→ DATA
Segment Open

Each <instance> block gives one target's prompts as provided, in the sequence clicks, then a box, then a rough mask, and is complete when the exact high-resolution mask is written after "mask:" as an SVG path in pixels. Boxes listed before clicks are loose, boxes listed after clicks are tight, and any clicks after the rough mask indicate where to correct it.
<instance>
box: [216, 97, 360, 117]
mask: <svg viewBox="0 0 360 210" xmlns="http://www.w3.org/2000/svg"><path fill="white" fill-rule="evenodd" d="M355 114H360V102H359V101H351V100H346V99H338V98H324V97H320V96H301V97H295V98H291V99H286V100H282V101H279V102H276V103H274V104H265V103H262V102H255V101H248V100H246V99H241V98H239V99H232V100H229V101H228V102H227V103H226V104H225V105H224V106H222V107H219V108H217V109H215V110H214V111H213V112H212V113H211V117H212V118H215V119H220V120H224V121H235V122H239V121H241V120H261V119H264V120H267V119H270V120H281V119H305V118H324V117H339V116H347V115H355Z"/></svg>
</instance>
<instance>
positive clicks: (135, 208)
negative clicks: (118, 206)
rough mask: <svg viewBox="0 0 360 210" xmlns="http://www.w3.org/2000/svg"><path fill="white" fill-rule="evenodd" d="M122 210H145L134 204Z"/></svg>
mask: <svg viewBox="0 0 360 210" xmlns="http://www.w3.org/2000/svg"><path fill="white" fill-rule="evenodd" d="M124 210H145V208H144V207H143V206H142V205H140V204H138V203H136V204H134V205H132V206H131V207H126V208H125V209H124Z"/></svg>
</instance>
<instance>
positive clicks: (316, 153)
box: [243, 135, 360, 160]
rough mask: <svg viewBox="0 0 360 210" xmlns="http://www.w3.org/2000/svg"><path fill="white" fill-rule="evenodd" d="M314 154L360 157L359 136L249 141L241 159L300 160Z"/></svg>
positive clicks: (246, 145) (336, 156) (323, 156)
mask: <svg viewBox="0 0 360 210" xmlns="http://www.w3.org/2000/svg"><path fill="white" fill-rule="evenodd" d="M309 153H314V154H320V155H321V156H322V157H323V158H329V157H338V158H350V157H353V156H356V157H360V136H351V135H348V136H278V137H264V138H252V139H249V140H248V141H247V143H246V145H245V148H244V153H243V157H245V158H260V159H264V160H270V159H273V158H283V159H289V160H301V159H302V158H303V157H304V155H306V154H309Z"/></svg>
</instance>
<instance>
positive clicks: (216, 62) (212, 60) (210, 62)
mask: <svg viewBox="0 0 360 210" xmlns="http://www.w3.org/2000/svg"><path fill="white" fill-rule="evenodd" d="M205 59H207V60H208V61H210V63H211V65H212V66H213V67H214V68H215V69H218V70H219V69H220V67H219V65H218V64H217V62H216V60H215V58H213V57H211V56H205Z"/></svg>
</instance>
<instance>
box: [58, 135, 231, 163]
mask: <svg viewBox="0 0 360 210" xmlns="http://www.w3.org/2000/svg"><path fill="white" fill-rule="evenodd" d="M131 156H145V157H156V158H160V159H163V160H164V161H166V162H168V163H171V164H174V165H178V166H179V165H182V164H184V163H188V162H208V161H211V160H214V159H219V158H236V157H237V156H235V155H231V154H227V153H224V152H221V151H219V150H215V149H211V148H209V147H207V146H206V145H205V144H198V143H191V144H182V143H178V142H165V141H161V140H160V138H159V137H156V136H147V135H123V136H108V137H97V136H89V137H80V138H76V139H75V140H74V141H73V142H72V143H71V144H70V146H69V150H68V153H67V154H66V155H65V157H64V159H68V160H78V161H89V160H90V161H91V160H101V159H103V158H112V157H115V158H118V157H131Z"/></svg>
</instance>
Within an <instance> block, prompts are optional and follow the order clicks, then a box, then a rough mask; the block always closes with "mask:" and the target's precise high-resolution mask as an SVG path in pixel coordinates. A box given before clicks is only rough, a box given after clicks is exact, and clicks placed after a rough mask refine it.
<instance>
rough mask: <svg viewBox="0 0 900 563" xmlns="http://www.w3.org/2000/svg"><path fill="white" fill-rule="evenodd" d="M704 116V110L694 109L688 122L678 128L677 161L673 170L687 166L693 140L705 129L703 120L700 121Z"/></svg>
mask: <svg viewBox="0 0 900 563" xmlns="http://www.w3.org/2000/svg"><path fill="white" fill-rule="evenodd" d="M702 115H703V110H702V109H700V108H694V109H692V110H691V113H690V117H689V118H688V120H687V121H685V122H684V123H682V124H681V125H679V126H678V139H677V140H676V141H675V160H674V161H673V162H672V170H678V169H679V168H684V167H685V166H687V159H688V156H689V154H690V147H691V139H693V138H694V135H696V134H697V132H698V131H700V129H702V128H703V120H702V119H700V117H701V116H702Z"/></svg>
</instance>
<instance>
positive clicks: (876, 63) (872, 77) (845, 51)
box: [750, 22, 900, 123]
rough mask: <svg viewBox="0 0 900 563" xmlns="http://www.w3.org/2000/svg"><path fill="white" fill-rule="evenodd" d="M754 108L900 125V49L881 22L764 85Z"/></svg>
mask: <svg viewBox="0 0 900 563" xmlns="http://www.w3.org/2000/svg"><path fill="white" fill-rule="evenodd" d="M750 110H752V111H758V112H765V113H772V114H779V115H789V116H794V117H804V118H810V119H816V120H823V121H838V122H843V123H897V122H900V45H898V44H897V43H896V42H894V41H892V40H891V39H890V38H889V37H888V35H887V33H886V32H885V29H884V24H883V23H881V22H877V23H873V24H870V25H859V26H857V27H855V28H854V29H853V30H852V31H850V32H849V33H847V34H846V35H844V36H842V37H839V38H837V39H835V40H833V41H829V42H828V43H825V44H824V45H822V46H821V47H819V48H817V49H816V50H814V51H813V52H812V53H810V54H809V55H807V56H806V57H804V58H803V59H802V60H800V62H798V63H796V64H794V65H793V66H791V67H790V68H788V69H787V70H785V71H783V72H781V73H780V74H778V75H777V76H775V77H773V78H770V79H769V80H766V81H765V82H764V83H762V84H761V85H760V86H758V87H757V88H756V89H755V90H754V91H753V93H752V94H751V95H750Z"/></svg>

Segment Closed

→ WORK ORDER
What's wanted here is every record, retyped exactly as shown above.

→ ANSWER FOR THIS EXERCISE
Each <instance> block gives one target's prompts as provided, in the sequence clicks, then a box, then a rough mask, and is complete when the exact high-resolution mask is written after "mask:" as an SVG path in pixels. Boxes listed before clicks are loose, boxes listed after clicks are tight, and any clicks after the rough mask indicate where to correct it.
<instance>
box: [216, 97, 360, 117]
mask: <svg viewBox="0 0 360 210" xmlns="http://www.w3.org/2000/svg"><path fill="white" fill-rule="evenodd" d="M355 114H360V102H359V101H351V100H346V99H338V98H324V97H320V96H301V97H295V98H291V99H286V100H282V101H279V102H276V103H274V104H265V103H262V102H255V101H248V100H246V99H241V98H239V99H232V100H229V101H228V102H227V103H226V104H225V105H224V106H222V107H219V108H217V109H215V110H214V111H213V112H212V113H211V117H212V118H215V119H220V120H224V121H235V122H239V121H241V120H261V119H264V120H267V119H270V120H281V119H305V118H324V117H339V116H347V115H355Z"/></svg>
</instance>
<instance>
positive clicks: (135, 208)
negative clicks: (118, 206)
rough mask: <svg viewBox="0 0 360 210" xmlns="http://www.w3.org/2000/svg"><path fill="white" fill-rule="evenodd" d="M122 210H145L134 204Z"/></svg>
mask: <svg viewBox="0 0 360 210" xmlns="http://www.w3.org/2000/svg"><path fill="white" fill-rule="evenodd" d="M124 210H145V208H144V207H143V206H142V205H140V204H138V203H136V204H134V205H132V206H131V207H126V208H125V209H124Z"/></svg>
</instance>
<instance>
positive clicks: (316, 153)
box: [243, 135, 360, 160]
rough mask: <svg viewBox="0 0 360 210" xmlns="http://www.w3.org/2000/svg"><path fill="white" fill-rule="evenodd" d="M314 154L360 157L359 136L249 141L241 159L300 160Z"/></svg>
positive clicks: (246, 145) (336, 156) (323, 156)
mask: <svg viewBox="0 0 360 210" xmlns="http://www.w3.org/2000/svg"><path fill="white" fill-rule="evenodd" d="M309 153H314V154H320V155H321V156H322V157H323V158H329V157H338V158H350V157H353V156H356V157H360V136H351V135H348V136H278V137H264V138H252V139H249V140H248V141H247V143H246V145H245V148H244V153H243V157H245V158H260V159H264V160H270V159H273V158H283V159H289V160H301V159H302V158H303V157H304V155H306V154H309Z"/></svg>
</instance>
<instance>
positive clicks: (216, 62) (212, 60) (210, 62)
mask: <svg viewBox="0 0 360 210" xmlns="http://www.w3.org/2000/svg"><path fill="white" fill-rule="evenodd" d="M205 59H207V60H208V61H210V63H211V65H212V66H213V67H214V68H215V69H218V70H219V69H220V67H219V65H218V64H217V62H216V60H215V58H213V57H211V56H205Z"/></svg>
</instance>
<instance>
box: [58, 135, 231, 163]
mask: <svg viewBox="0 0 360 210" xmlns="http://www.w3.org/2000/svg"><path fill="white" fill-rule="evenodd" d="M131 156H145V157H156V158H160V159H163V160H164V161H166V162H168V163H171V164H174V165H178V166H179V165H182V164H184V163H188V162H208V161H211V160H214V159H219V158H236V157H237V156H235V155H231V154H227V153H224V152H221V151H219V150H215V149H211V148H209V147H207V146H206V145H205V144H198V143H191V144H182V143H178V142H165V141H161V140H160V138H159V137H156V136H147V135H123V136H108V137H97V136H89V137H80V138H76V139H75V140H74V141H73V142H72V143H71V144H70V146H69V150H68V153H67V154H66V155H65V157H64V159H68V160H78V161H89V160H90V161H91V160H101V159H103V158H112V157H115V158H118V157H131Z"/></svg>
</instance>
Within an <instance> block, prompts are optional and follow the order clicks, then a box, then a rough mask; the block always closes with "mask:" and the target's precise high-resolution mask as an SVG path in pixel coordinates. A box given before clicks is only rough, a box given after clicks is exact, and clicks placed after a rough mask refine it.
<instance>
rough mask: <svg viewBox="0 0 900 563" xmlns="http://www.w3.org/2000/svg"><path fill="white" fill-rule="evenodd" d="M704 116V110L694 109L688 122L678 128L677 161L673 170L687 166L693 140L705 129L703 120L700 121Z"/></svg>
mask: <svg viewBox="0 0 900 563" xmlns="http://www.w3.org/2000/svg"><path fill="white" fill-rule="evenodd" d="M702 115H703V110H702V109H700V108H694V109H692V110H691V113H690V117H689V118H688V120H687V121H685V122H684V123H682V124H681V125H679V126H678V139H677V140H676V141H675V160H674V161H673V162H672V170H678V169H679V168H684V167H685V166H687V159H688V156H689V154H690V147H691V139H693V138H694V135H696V134H697V132H698V131H700V129H702V128H703V120H702V119H700V117H701V116H702Z"/></svg>
</instance>
<instance>
positive clicks: (876, 63) (872, 77) (845, 51)
box: [750, 22, 900, 123]
rough mask: <svg viewBox="0 0 900 563" xmlns="http://www.w3.org/2000/svg"><path fill="white" fill-rule="evenodd" d="M754 108L900 125V49L881 22L764 85Z"/></svg>
mask: <svg viewBox="0 0 900 563" xmlns="http://www.w3.org/2000/svg"><path fill="white" fill-rule="evenodd" d="M750 110H752V111H758V112H765V113H772V114H779V115H789V116H794V117H804V118H810V119H816V120H823V121H838V122H843V123H897V122H900V45H898V44H897V43H896V42H894V41H892V40H891V39H890V38H889V37H888V35H887V33H886V32H885V29H884V24H883V23H881V22H877V23H873V24H870V25H859V26H857V27H855V28H854V29H853V30H852V31H850V32H849V33H847V34H846V35H844V36H842V37H839V38H837V39H835V40H833V41H829V42H828V43H825V44H824V45H822V46H821V47H819V48H817V49H816V50H814V51H813V52H812V53H810V54H809V55H807V56H806V57H804V58H803V59H802V60H800V62H798V63H796V64H794V65H793V66H791V67H790V68H788V69H787V70H785V71H783V72H781V73H780V74H778V75H777V76H775V77H773V78H770V79H769V80H766V81H765V82H764V83H762V84H761V85H760V86H758V87H757V88H756V89H755V90H754V91H753V93H752V94H751V95H750Z"/></svg>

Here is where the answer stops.